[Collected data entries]

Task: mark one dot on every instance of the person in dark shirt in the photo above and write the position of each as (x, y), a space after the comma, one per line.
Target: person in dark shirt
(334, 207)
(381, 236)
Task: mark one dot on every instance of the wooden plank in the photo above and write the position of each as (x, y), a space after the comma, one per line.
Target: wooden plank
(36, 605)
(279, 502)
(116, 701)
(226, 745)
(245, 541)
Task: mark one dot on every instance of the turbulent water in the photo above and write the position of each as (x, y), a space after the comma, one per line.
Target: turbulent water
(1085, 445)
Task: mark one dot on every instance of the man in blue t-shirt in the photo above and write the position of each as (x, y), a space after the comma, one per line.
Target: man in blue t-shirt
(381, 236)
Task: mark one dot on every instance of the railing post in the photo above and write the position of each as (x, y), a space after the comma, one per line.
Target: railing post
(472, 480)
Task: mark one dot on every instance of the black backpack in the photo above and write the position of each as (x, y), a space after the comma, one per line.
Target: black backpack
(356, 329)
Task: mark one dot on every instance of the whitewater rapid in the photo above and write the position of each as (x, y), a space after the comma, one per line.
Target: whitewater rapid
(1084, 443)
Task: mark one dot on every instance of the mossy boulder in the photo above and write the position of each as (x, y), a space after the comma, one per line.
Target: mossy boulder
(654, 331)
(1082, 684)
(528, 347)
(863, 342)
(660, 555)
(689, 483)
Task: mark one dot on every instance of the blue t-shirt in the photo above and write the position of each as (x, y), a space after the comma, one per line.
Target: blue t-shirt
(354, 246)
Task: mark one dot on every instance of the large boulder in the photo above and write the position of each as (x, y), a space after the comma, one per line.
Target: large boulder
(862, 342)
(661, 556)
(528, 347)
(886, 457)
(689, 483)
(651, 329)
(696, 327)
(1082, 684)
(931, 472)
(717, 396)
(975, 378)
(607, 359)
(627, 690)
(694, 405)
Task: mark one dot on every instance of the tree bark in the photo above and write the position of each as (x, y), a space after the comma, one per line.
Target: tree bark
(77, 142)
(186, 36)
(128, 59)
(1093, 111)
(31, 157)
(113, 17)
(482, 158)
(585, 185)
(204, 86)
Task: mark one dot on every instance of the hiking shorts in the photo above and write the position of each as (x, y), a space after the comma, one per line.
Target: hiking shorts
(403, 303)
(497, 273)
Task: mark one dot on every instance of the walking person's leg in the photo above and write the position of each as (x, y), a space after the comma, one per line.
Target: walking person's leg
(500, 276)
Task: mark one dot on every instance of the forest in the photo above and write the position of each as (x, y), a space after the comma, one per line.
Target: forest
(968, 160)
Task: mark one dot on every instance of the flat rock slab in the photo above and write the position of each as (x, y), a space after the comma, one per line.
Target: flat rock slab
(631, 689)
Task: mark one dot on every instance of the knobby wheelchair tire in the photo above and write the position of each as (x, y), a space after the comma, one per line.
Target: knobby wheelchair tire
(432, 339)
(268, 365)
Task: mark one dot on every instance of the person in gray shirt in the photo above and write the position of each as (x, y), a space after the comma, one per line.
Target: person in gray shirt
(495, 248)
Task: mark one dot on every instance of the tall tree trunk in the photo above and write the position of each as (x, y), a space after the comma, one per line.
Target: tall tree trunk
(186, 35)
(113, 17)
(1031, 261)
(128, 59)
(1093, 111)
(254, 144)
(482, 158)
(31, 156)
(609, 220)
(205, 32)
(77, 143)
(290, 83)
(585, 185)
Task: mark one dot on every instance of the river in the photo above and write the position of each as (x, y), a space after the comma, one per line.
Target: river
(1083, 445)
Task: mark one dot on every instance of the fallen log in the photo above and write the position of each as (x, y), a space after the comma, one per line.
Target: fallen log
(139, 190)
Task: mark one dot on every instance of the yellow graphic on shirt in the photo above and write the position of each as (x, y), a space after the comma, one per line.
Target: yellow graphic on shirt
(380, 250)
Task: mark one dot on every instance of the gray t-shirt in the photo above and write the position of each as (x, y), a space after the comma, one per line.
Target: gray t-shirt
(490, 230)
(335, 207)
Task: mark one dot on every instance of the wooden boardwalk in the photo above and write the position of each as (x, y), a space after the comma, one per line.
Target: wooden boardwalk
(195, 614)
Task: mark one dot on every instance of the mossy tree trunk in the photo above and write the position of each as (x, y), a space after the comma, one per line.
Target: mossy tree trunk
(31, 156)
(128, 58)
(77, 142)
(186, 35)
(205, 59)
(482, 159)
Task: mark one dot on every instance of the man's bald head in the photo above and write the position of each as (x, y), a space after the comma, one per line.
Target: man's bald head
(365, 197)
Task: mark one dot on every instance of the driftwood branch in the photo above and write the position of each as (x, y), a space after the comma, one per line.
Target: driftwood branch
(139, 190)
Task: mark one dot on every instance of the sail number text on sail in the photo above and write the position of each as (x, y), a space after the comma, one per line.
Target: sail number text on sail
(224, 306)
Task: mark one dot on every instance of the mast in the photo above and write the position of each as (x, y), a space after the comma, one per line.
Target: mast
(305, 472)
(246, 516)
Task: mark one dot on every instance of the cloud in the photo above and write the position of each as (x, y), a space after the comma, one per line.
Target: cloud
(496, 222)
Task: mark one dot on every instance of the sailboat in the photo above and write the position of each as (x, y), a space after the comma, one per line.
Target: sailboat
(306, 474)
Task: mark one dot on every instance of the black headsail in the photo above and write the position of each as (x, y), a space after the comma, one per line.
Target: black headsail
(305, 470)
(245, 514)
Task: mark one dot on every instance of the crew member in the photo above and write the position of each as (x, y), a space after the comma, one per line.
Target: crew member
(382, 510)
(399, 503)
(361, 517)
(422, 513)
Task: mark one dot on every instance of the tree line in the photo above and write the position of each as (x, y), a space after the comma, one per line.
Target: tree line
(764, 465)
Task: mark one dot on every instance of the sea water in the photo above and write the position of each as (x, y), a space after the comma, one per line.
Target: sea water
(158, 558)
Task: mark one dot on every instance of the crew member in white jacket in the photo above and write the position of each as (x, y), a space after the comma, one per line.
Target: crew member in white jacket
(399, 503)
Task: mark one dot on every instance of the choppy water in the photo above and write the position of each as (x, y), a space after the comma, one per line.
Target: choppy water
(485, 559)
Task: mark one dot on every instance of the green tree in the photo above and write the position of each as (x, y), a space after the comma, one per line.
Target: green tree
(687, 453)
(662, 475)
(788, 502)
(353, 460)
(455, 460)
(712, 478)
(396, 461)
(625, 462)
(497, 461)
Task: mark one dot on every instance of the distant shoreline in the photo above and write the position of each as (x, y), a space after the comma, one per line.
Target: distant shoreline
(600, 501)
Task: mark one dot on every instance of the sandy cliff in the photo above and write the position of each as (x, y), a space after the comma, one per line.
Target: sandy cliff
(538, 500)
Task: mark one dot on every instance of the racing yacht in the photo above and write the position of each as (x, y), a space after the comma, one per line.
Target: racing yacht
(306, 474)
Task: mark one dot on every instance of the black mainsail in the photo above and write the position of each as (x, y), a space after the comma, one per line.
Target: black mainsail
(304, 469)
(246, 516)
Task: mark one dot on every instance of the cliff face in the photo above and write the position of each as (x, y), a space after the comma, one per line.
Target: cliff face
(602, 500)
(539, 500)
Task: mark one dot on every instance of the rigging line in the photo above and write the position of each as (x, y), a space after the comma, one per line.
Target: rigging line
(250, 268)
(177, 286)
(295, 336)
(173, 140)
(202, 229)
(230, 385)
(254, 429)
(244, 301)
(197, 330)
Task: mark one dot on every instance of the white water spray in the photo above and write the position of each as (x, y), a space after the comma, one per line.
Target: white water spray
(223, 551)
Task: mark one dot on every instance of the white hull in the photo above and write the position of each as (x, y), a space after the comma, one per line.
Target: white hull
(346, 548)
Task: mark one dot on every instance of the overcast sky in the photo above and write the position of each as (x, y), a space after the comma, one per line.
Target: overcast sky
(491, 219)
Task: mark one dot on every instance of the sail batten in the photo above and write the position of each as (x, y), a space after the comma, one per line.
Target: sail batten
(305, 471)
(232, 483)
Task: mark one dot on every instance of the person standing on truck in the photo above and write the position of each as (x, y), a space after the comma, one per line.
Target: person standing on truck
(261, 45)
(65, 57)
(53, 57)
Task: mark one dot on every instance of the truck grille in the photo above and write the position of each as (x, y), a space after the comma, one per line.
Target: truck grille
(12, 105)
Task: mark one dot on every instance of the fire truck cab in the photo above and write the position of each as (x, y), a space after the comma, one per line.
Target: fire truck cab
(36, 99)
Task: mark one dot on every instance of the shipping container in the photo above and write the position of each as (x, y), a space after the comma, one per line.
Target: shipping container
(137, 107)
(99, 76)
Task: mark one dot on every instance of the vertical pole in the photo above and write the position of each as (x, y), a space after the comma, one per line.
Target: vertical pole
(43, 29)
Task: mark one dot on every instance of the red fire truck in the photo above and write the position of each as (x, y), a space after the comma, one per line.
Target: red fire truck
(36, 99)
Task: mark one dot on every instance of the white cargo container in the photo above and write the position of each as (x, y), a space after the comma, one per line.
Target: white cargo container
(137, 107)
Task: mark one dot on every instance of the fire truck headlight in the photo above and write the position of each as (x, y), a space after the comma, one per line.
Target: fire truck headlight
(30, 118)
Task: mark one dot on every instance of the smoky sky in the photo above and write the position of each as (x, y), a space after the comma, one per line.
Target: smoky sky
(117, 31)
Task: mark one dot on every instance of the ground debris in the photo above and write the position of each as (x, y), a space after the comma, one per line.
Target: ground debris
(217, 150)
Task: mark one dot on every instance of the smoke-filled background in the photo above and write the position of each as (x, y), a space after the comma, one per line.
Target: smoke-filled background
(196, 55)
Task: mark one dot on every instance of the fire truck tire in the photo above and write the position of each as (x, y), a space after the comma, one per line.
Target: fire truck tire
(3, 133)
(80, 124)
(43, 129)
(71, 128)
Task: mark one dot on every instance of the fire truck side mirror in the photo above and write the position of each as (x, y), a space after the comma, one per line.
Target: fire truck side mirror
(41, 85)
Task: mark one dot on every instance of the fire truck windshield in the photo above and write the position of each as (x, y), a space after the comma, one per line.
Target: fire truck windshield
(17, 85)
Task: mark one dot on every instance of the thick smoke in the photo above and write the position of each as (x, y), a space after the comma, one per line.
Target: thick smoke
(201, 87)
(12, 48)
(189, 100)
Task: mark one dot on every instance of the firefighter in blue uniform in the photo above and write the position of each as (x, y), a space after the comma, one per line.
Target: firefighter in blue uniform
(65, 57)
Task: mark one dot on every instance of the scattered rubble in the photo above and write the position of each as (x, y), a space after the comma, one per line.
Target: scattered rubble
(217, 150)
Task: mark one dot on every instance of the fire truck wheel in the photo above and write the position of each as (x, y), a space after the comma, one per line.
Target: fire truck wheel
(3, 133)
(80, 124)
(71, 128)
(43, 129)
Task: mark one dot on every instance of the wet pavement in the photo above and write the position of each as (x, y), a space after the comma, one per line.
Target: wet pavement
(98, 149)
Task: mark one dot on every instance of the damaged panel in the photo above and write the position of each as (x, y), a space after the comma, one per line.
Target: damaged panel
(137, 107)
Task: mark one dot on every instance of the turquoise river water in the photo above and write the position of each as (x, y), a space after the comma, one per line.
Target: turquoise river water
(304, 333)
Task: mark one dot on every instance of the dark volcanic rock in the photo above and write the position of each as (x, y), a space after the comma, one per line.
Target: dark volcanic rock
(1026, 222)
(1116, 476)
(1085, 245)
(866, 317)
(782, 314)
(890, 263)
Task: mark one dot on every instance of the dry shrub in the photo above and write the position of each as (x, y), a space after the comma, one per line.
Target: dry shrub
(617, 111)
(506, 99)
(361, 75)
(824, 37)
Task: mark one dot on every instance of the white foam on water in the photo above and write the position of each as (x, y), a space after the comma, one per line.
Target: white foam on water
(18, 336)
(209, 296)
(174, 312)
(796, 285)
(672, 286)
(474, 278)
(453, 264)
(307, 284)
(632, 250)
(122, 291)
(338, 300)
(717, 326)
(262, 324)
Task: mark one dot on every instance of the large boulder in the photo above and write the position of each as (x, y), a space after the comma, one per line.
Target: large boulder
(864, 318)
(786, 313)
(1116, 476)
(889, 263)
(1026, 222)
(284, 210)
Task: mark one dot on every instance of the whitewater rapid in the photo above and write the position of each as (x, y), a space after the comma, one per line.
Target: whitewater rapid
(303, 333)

(Work to do): Copy out the stretch of the listing from the line containing "Task: mark one dot on every instance of the dry" through the end of the listing, keeping every line exactly as it stands.

(Worked answer):
Task: mark one dot on every instance of the dry shrub in the photo above and write the position of each as (x, y), a space after the comma, one per line.
Target: dry shrub
(617, 111)
(506, 99)
(361, 75)
(824, 37)
Task: mark one dot on every instance of the white foam on water in the photo above and write the position of each as (x, y), a space after the comma, one per line.
Target: white foam on water
(18, 336)
(209, 296)
(174, 312)
(796, 285)
(672, 286)
(474, 278)
(453, 264)
(307, 284)
(632, 250)
(122, 291)
(338, 300)
(717, 326)
(262, 324)
Task: mark one dot on every instance of the large boulder in the photo above and write the position of each as (x, y), a space after the comma, one per line.
Target: large boulder
(864, 318)
(786, 313)
(1116, 476)
(889, 263)
(1026, 222)
(284, 210)
Task: mark one dot on every instance of the whitewater rapid in the photo above and write the position of each as (x, y), a space after the comma, one per line.
Target: whitewater rapid
(303, 333)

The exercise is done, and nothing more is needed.